### Selected excerpt
------------

On Saturday, Trump traveled to Louisiana and Texas to survey damage from Hurricane Laura. He deplaned Air Force One without a mask only to be met by six official greeters, who all wore one.

Some removed their masks during conversation with the president. Louisiana Governor John Bel Edwards, a Democrat, kept his on except when he was speaking.

At one point, Trump told journalists asking him questions to remove their masks so he could hear them more clearly. Later, Trump signed keepsakes for local officials while a Secret Service agent and Meadows directed them not to get too close to the president.

‘Modeling good behavior’


In Texas, Trump met Abbott and Cruz, who both wore masks. The officials held a press briefing with more than 50 people crowding into a room in an emergency operations center. Trump, Meadows and Wolf didn’t wear masks.

In North Carolina on Wednesday, Trump again didn’t wear a mask, though he remained about six feet back from a cheering crowd of supporters, hardly any of whom had their faces covered.

Trump’s decision to forgo a mask puts his own health at risk while also setting a bad example, Brown’s Jha said.

“It’s been very disappointing,” he said. “Leadership is about modeling good behavior.”

The White House isn’t impervious to the virus — Trump’s national security adviser, Robert O’Brien, and Vice President Mike Pence’s communications director, Katie Miller, both contracted Covid-19. They both recovered, and O’Brien accompanied Trump to North Carolina on Wednesday. He did not wear a mask.

Some Secret Service agents have been seen in Trump’s company without wearing masks. A Secret Service spokeswoman, Justine Whelan, would not explain its policy on face coverings.

“The agency takes all appropriate precautions to protect our workforce, our protectees, and the public from exposure to COVID-19,” she said in an e-mail, including the provision and use of protective equipment.

The service has declined to say how many agents have tested positive for the virus.

------------

### What you should do
In the excerpt on Trump's mask use, when did Louisiana Governor John Bel Edwards take off his mask? Answer using only the excerpt, with no outside knowledge.

Records from a collection:
------------

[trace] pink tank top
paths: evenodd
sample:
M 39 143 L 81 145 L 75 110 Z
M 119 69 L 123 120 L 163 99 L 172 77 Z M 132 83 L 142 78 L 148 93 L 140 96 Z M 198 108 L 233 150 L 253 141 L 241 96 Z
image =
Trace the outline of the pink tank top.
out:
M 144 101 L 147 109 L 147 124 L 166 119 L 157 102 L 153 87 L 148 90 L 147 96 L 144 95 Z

------------

### Written answer
Only when he was speaking.